**TEXTO:**
============

Mi nombre es Alberto y trabajo para la Fundación Ramón Rey Ardid. Esta ha puesto en marcha una iniciativa por la que posibilita a sus trabajadores solicitar un permiso remunerado por un tiempo, siempre que este sea utilizado para involucrarnos como voluntarios en proyectos de cooperación. Por ello organizaron junto con algunas organizaciones de cooperación con largo recorrido una presentación de proyectos y ahí es donde conocí Huauquipura.
En Huauquipura me he encontrado como en casa desde el primer momento. Comenté con ellos que estaba muy interesado en beneficiarme de esta posibilidad que se me daba desde mi trabajo y como me habían llamado la atención sus proyectos. Me invitaron a una formación para personas que ya habíamos participado en experiencias similares (en mi caso había tenido la oportunidad de formarme y trabajar en Perú a través de una beca) y en este tiempo aprendimos, reflexionamos y compartimos vivencias siempre guiados por personas con mucha experiencia y convicción. En base a mi curriculum y motivación me propusieron que pudiera apoyar a La Casa Amiga, un albergue para mujeres víctimas de violencia gestionado desde “La Fede” (Federación de mujeres de Sucumbíos) en Lago Agrio (Ecuador). Así que pasado un tiempo, reuniones, conversaciones y cierre de detalles marche para allí.

============

**ENTRADAS EXTRAÍDAS:**
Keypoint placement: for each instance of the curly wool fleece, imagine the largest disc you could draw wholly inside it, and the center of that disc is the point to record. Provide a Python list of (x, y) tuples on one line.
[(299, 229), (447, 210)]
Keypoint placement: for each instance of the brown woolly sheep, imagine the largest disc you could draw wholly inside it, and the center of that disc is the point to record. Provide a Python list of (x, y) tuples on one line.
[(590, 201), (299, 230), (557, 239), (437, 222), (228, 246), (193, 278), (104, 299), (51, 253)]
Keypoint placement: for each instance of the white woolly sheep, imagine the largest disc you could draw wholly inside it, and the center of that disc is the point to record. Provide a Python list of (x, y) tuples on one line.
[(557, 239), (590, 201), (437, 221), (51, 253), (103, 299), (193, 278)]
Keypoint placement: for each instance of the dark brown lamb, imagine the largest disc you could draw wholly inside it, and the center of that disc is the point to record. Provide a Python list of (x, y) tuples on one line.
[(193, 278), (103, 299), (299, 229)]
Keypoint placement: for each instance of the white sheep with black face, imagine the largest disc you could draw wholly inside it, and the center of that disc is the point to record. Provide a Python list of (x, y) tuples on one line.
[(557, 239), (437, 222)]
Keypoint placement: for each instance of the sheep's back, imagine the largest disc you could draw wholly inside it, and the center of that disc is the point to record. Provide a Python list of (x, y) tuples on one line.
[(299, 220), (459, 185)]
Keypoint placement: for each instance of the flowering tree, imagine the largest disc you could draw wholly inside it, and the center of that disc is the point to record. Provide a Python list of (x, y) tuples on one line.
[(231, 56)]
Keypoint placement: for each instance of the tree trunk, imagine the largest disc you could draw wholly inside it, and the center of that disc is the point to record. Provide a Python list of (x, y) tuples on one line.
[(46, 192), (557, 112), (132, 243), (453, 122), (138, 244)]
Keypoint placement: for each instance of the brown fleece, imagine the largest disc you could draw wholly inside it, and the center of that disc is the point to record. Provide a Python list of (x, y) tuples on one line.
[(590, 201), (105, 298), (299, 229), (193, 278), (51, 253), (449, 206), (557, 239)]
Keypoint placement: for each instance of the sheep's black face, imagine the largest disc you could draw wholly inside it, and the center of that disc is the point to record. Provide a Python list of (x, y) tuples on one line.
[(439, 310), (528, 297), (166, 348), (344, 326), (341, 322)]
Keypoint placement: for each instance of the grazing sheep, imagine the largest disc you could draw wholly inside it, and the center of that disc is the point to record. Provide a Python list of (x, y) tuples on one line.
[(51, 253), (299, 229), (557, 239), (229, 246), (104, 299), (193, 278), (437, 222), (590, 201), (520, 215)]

============

**QUÉ DEBES HACER:**
Indica si cada afirmación coincide con el texto sobre el voluntariado con Huauquipura y responde sí o no, citando literalmente las palabras del texto que lo deciden: (a) La Fundación Ramón Rey Ardid permite a sus trabajadores pedir un permiso remunerado para colaborar como voluntarios en proyectos de cooperación. (b) Alberto no había participado antes en ninguna experiencia parecida. (c) La Casa Amiga se encuentra en Quito.

**RESPUESTA ESCRITA:**
(a) Sí: «posibilita a sus trabajadores solicitar un permiso remunerado por un tiempo, siempre que este sea utilizado para involucrarnos como voluntarios en proyectos de cooperación».
(b) No: «en mi caso había tenido la oportunidad de formarme y trabajar en Perú a través de una beca».
(c) No: «en Lago Agrio (Ecuador)».